Supplied material ::
** Begin **
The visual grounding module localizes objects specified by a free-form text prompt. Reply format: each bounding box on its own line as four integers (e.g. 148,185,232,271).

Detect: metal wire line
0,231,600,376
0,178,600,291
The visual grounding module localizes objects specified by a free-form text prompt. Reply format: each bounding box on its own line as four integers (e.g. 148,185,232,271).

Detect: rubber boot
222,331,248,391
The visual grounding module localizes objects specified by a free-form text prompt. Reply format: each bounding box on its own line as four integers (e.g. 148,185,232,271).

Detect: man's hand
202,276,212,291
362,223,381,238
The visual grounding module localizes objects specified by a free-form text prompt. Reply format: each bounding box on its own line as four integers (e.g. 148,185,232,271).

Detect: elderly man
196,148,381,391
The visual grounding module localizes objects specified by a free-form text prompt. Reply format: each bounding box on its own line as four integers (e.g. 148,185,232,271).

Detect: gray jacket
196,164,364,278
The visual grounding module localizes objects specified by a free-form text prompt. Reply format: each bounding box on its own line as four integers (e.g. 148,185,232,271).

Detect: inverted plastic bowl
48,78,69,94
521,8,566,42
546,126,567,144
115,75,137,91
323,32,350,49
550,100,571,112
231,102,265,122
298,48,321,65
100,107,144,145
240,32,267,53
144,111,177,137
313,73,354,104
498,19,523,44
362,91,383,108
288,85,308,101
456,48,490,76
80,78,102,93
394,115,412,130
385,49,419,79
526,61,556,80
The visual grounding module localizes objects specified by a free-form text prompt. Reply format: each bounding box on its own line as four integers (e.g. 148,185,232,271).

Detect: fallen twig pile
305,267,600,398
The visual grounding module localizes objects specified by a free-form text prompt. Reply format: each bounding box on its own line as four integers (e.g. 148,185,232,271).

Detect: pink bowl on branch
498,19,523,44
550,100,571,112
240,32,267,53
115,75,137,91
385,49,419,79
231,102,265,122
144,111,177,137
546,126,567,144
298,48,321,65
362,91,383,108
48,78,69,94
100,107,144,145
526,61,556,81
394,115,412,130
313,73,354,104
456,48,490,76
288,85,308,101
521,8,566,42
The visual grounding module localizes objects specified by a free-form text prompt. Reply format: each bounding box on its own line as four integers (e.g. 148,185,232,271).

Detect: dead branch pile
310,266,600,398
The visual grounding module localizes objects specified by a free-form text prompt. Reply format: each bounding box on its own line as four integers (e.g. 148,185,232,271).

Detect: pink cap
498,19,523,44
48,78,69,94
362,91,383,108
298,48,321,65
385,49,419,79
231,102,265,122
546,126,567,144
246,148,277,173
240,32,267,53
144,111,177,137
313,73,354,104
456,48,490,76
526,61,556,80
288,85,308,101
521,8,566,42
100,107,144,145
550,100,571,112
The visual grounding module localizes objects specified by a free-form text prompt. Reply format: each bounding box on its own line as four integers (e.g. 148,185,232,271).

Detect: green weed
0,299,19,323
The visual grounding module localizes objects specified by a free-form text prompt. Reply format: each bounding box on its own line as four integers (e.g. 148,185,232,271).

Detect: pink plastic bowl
** End **
Exercise objective :: Return, word for word, the stretch of lines above running from the very first line through the line that contains "0,178,600,291".

Solution ::
The visual grounding module localizes objects specified by a free-form text prompt. Reply format: each bounding box on its own line as four integers (e.g. 148,185,232,271).

Detect: metal wire line
0,231,600,376
0,178,600,291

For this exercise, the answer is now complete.